Document extract >>
******

Worship music doesn’t connect with me anymore. Sometimes I think of what it would be like to rewind my spiritual journey back to the days when I had powerful worship experiences in church. However, any recent attempt has left me discontent. Just as I’m ready to abandon any form of worship containing lyrics, I remember The Bridge. I’ve visited The Bridge a handful of times the past 5 or 6 years and each time I’ve been surprised by how my soul responds to the music. The lyrics resonate with me. The unpolished arrangements invite me in, imperfections and all. The volume is cranked to 11 and I feel at home. Todd and Angie’s style of worship is certainly not for everyone, but that’s just the thing…their style of worship works for the community they pastor, not the other way around. Todd and Angie, you inspire me.
What has been your experience with worship in church? Does it connect with your soul?
Updating…
Todd and Angie’s band Agents of Future plays weekly at The Bridge. The song playing the first half of the video is “Sewn in my Skin”, which can be found on their most recent CD, Sneek Peaks. Purchase the CD here or download it here.





Like it! thanks for sharing this one. I’m currently on my own quest to begin singing again – if it’s not too late for this old voice of mine to recover.
My best experiences of worship have been when we are singing as ONE – this doesn’t happen when someone is performing – but when we each find our voice in the music and each sing our part. I love how Bernice from Sweet Honey and Rock talks about it…you don’t have to have a good voice to make your contribution AND we need everyone to sing their part to complete the song.
thanks, E
Craig–thank you. this one made me cry.
I like the real-ness, that it is ‘unfeigned’. I like the fact that lots of people are part of the whole sound, and everyone is actually involved.
I think there is still room for something to aspire to, something to give hope, but I agree that it is certainly appropriate to sing about the pain and angst of today.
I love The Bridge, and I love Todd and Angie and their family. We’re loud and rowdy only because that’s the preferred way in our particular community of Christ followers. The songs and lyrics are homegrown and often, very often, the worship time morphs easily into a free-falling time of spontaneous outpouring of song, dance and drumming. It is the only place in my more than three decades of following Jesus where I am allowed to sing as loud as I need to. And for me, that is often. The stuff inside the caves of my bones groans to get out to the surface and sometimes when it does, it makes a noisy entrance. At The Bridge, I am unashamed and in the company of others who are like me, who need to holler at the top of our grace-starved lungs as we bust through the gates to the Presence of Mercy.

******

Items >>
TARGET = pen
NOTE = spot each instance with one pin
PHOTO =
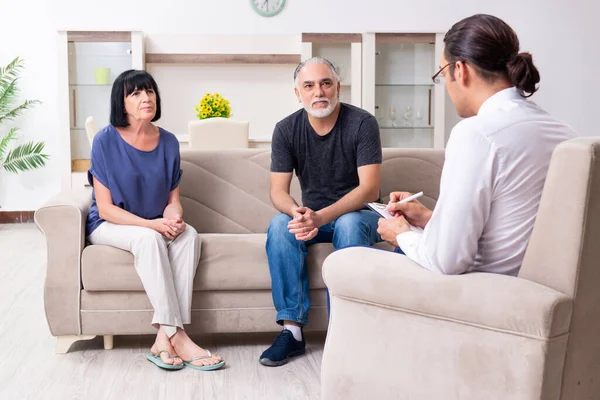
(411, 198)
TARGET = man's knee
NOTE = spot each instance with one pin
(279, 225)
(348, 223)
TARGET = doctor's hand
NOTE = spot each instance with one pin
(414, 212)
(388, 229)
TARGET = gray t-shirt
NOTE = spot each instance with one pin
(326, 166)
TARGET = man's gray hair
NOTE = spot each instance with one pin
(317, 60)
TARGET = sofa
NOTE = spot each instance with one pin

******

Task set >>
(a) Answer these questions from the post about worship at The Bridge:
(i) To what level does the writer say the volume at The Bridge is cranked?
(ii) Which band do Todd and Angie play in weekly at The Bridge?
(iii) How long has the writer of the last comment been following Jesus?
(b) Write out the passage from the post about worship at The Bridge word for word, starting at "What has been" and ending at "download it here.".

Worked solutions >>
(a)
(i) To 11.
(ii) Agents of Future.
(iii) More than three decades.

(b)
What has been your experience with worship in church? Does it connect with your soul?
Updating…
Todd and Angie’s band Agents of Future plays weekly at The Bridge. The song playing the first half of the video is “Sewn in my Skin”, which can be found on their most recent CD, Sneek Peaks. Purchase the CD here or download it here.